— Dataset excerpts —

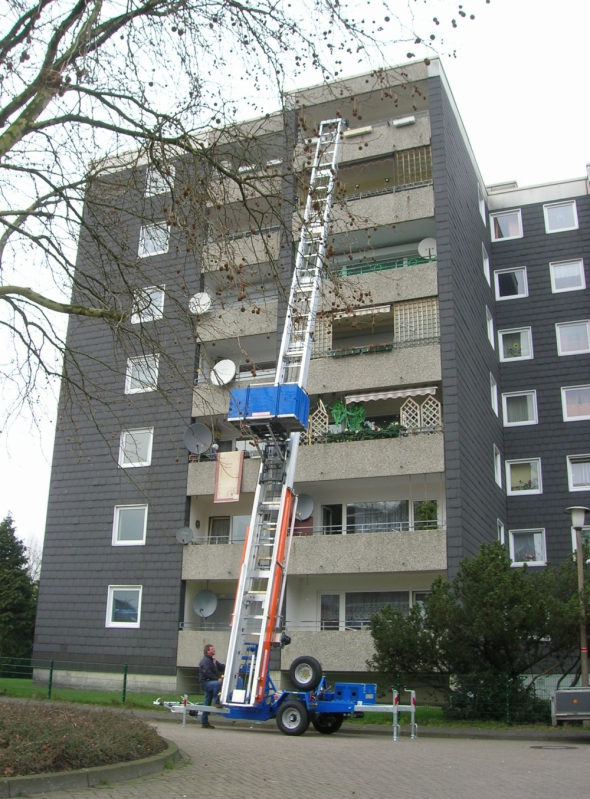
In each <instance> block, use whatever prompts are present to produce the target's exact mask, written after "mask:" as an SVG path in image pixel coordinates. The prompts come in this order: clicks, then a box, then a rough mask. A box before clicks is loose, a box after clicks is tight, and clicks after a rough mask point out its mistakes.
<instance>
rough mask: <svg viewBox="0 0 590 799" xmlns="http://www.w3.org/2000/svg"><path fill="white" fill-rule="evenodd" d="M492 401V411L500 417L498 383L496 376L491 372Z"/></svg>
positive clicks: (490, 374) (491, 401)
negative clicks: (495, 376) (498, 404)
mask: <svg viewBox="0 0 590 799" xmlns="http://www.w3.org/2000/svg"><path fill="white" fill-rule="evenodd" d="M490 400H491V402H492V410H493V411H494V413H495V414H496V416H498V415H499V408H498V381H497V380H496V378H495V377H494V375H493V374H492V373H491V372H490Z"/></svg>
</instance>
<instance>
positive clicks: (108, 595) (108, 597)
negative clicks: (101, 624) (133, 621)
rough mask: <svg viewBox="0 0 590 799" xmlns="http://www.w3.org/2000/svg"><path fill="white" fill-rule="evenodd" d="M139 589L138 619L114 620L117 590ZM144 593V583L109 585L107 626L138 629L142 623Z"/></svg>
mask: <svg viewBox="0 0 590 799" xmlns="http://www.w3.org/2000/svg"><path fill="white" fill-rule="evenodd" d="M117 590H119V591H139V602H138V603H137V621H134V622H125V621H112V620H111V619H112V615H113V599H114V595H115V591H117ZM142 595H143V586H142V585H109V587H108V593H107V614H106V619H105V627H118V628H119V629H124V630H125V629H126V630H137V629H139V627H140V624H141V600H142Z"/></svg>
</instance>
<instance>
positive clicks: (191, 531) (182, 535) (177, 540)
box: [176, 527, 193, 544]
mask: <svg viewBox="0 0 590 799" xmlns="http://www.w3.org/2000/svg"><path fill="white" fill-rule="evenodd" d="M176 540H177V541H178V543H179V544H190V542H191V541H192V540H193V531H192V530H191V528H190V527H181V528H180V530H178V532H177V533H176Z"/></svg>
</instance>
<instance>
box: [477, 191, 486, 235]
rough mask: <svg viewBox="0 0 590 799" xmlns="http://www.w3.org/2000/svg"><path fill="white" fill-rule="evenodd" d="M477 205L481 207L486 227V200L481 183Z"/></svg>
mask: <svg viewBox="0 0 590 799" xmlns="http://www.w3.org/2000/svg"><path fill="white" fill-rule="evenodd" d="M477 204H478V205H479V213H480V215H481V218H482V219H483V223H484V225H485V224H486V198H485V197H484V193H483V191H482V188H481V186H480V185H479V183H478V184H477Z"/></svg>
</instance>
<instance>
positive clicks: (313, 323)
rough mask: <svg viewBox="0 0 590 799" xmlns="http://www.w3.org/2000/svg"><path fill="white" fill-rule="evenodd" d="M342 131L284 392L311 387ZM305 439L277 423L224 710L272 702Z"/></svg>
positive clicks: (312, 184)
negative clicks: (319, 304)
mask: <svg viewBox="0 0 590 799" xmlns="http://www.w3.org/2000/svg"><path fill="white" fill-rule="evenodd" d="M342 126H343V121H342V120H341V119H335V120H329V121H325V122H322V123H321V125H320V127H319V137H318V143H317V148H316V153H315V159H314V163H313V167H312V170H311V176H310V186H309V194H308V197H307V203H306V207H305V215H304V219H303V227H302V231H301V240H300V242H299V248H298V251H297V260H296V263H295V271H294V273H293V279H292V282H291V291H290V296H289V303H288V307H287V314H286V319H285V327H284V330H283V336H282V340H281V349H280V353H279V360H278V364H277V373H276V381H275V385H277V386H279V385H283V384H285V383H294V384H296V385H298V386H299V387H301V388H305V384H306V382H307V373H308V370H309V361H310V357H311V346H312V336H313V330H314V325H315V317H316V310H317V305H318V299H319V288H320V283H321V279H322V269H323V267H324V258H325V251H326V243H327V237H328V229H329V224H330V212H331V207H332V198H333V195H334V185H335V179H336V172H337V169H338V151H339V148H340V141H341V137H342ZM299 436H300V433H291V434H290V435H286V434H284V433H283V432H282V431H281V430H280V428H279V427H278V426H277V427H275V428H273V423H272V421H270V422H269V425H268V434H267V436H266V437H265V443H264V447H263V457H262V462H261V465H260V473H259V478H258V485H257V488H256V493H255V495H254V505H253V509H252V516H251V519H250V526H249V530H248V534H247V536H246V540H245V542H244V550H243V553H242V565H241V568H240V575H239V580H238V588H237V592H236V600H235V605H234V612H233V615H232V628H231V635H230V642H229V649H228V655H227V664H226V671H225V678H224V681H223V689H222V693H221V701H222V703H223V704H228V705H231V706H239V707H253V706H254V705H256V704H258V703H259V702H261V701H263V699H264V695H265V690H266V681H267V675H268V669H269V659H270V650H271V644H272V643H273V641H275V640H277V634H276V628H277V619H278V616H279V614H280V612H281V607H282V603H283V598H284V593H285V581H286V577H287V561H288V557H289V549H290V543H291V537H292V533H293V524H294V521H295V509H296V497H295V496H294V494H293V482H294V477H295V466H296V462H297V451H298V447H299Z"/></svg>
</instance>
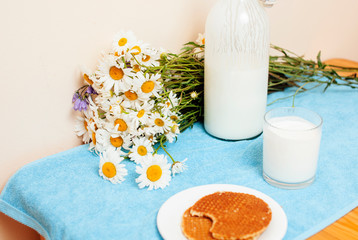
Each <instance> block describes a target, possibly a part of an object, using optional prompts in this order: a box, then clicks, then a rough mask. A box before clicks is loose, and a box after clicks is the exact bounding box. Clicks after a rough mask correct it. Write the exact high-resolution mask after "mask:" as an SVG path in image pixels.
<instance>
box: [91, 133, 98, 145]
mask: <svg viewBox="0 0 358 240" xmlns="http://www.w3.org/2000/svg"><path fill="white" fill-rule="evenodd" d="M92 142H93V144H94V145H96V143H97V140H96V133H95V132H93V133H92Z"/></svg>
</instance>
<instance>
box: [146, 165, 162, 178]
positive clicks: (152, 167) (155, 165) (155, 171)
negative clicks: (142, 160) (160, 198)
mask: <svg viewBox="0 0 358 240" xmlns="http://www.w3.org/2000/svg"><path fill="white" fill-rule="evenodd" d="M161 177H162V169H161V168H160V166H158V165H152V166H150V167H149V168H148V169H147V178H148V179H149V180H150V181H152V182H156V181H158V180H159V179H160V178H161Z"/></svg>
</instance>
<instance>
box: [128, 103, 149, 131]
mask: <svg viewBox="0 0 358 240" xmlns="http://www.w3.org/2000/svg"><path fill="white" fill-rule="evenodd" d="M153 106H154V104H153V102H152V101H149V102H144V103H142V104H140V103H136V104H135V111H131V112H130V113H129V115H130V118H131V119H132V121H134V122H135V124H136V125H137V126H139V125H148V124H149V116H150V114H151V111H152V109H153Z"/></svg>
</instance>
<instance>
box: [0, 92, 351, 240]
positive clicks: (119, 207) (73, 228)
mask: <svg viewBox="0 0 358 240" xmlns="http://www.w3.org/2000/svg"><path fill="white" fill-rule="evenodd" d="M293 93H294V92H292V90H286V91H284V92H279V93H274V94H271V95H269V99H268V102H271V101H274V100H275V99H278V98H282V97H285V96H289V95H291V94H293ZM291 102H292V99H291V98H289V99H285V100H282V101H278V102H276V103H275V104H273V105H271V106H269V107H268V109H270V108H273V107H278V106H291ZM357 103H358V91H357V90H351V89H349V88H346V87H332V88H330V89H328V91H327V92H326V93H322V91H321V90H312V91H309V92H306V93H303V94H301V95H298V96H297V98H296V102H295V105H296V106H300V107H306V108H309V109H311V110H313V111H316V112H317V113H319V114H320V115H321V116H322V117H323V119H324V124H323V136H322V143H321V150H320V159H319V163H318V172H317V178H316V181H315V182H314V183H313V184H312V185H311V186H309V187H307V188H305V189H301V190H283V189H279V188H275V187H272V186H270V185H269V184H267V183H266V182H265V181H264V180H263V178H262V137H261V136H260V137H258V138H256V139H253V140H245V141H223V140H219V139H216V138H213V137H211V136H209V135H208V134H207V133H206V132H205V130H204V129H203V126H202V124H201V123H197V124H195V126H194V128H192V129H188V130H187V131H185V132H184V133H182V134H180V136H179V138H178V141H177V142H176V143H174V144H170V145H169V146H168V151H169V152H170V153H171V154H172V156H173V157H174V158H175V159H176V160H179V161H180V160H183V159H184V158H186V157H188V158H189V160H188V161H187V162H186V163H187V166H188V170H186V171H185V172H183V173H181V174H179V175H177V176H176V177H174V178H173V179H172V181H171V183H170V186H169V187H167V188H165V189H164V190H155V191H147V190H146V189H139V188H138V186H137V184H136V183H135V178H137V174H136V173H135V165H134V164H133V163H132V162H125V164H126V166H127V169H128V172H129V175H128V176H127V177H126V181H125V182H124V183H122V184H120V185H113V184H111V183H110V182H108V181H105V180H103V179H102V178H101V177H100V176H99V175H98V164H99V158H98V156H96V155H94V154H92V153H91V152H89V151H88V150H87V148H88V146H87V145H83V146H79V147H76V148H74V149H70V150H68V151H65V152H62V153H59V154H55V155H52V156H49V157H46V158H44V159H41V160H38V161H35V162H33V163H31V164H28V165H26V166H25V167H23V168H22V169H20V170H19V171H18V172H17V173H16V174H15V175H14V176H13V177H12V178H11V179H10V180H9V182H8V183H7V185H6V187H5V188H4V190H3V191H2V193H1V196H0V211H2V212H4V213H5V214H7V215H9V216H10V217H12V218H14V219H16V220H18V221H20V222H22V223H23V224H25V225H28V226H30V227H32V228H33V229H35V230H36V231H38V232H39V233H40V234H41V235H43V236H44V237H46V239H51V240H60V239H72V240H82V239H86V240H90V239H103V240H111V239H161V237H160V234H159V232H158V230H157V227H156V215H157V212H158V209H159V208H160V206H161V205H162V204H163V203H164V202H165V201H166V200H167V199H168V198H169V197H170V196H172V195H173V194H175V193H177V192H179V191H182V190H184V189H187V188H190V187H193V186H198V185H204V184H212V183H227V184H237V185H242V186H246V187H250V188H254V189H256V190H259V191H261V192H263V193H265V194H267V195H269V196H271V197H272V198H273V199H275V200H276V201H277V202H278V203H279V204H280V205H281V206H282V207H283V209H284V211H285V212H286V215H287V217H288V230H287V234H286V236H285V239H288V240H291V239H296V240H299V239H306V238H307V237H309V236H311V235H313V234H314V233H316V232H318V231H319V230H321V229H322V228H324V227H326V226H327V225H329V224H330V223H332V222H334V221H335V220H336V219H338V218H340V217H341V216H343V215H344V214H346V213H347V212H348V211H350V210H351V209H353V208H354V207H356V206H357V205H358V141H357V136H358V106H357Z"/></svg>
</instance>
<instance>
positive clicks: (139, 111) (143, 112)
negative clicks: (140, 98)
mask: <svg viewBox="0 0 358 240" xmlns="http://www.w3.org/2000/svg"><path fill="white" fill-rule="evenodd" d="M144 113H145V111H144V109H142V110H140V111H139V112H138V114H137V117H138V118H141V117H143V116H144Z"/></svg>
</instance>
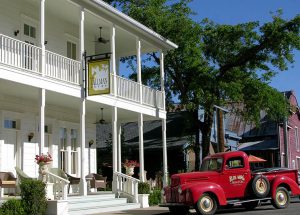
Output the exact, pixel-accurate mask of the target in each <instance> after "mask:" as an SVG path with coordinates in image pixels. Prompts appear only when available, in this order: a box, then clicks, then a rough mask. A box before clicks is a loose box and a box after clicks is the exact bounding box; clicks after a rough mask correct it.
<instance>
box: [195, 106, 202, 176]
mask: <svg viewBox="0 0 300 215" xmlns="http://www.w3.org/2000/svg"><path fill="white" fill-rule="evenodd" d="M193 118H194V120H195V123H194V126H195V129H194V130H195V136H196V138H195V145H194V147H193V150H194V153H195V170H200V153H201V152H200V135H199V131H200V130H199V112H198V110H195V111H194V112H193Z"/></svg>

— Work request —
Please pull out every line above that contains the string "positive", matching case exactly.

— Your response —
positive clicks: (490, 374) (491, 401)
positive clicks: (108, 595) (108, 597)
positive clicks: (191, 531) (182, 535) (177, 540)
positive clicks: (313, 323)
positive clicks: (312, 184)
positive clicks: (152, 167) (155, 165) (155, 171)
positive clicks: (119, 207) (73, 228)
positive clicks: (139, 111) (143, 112)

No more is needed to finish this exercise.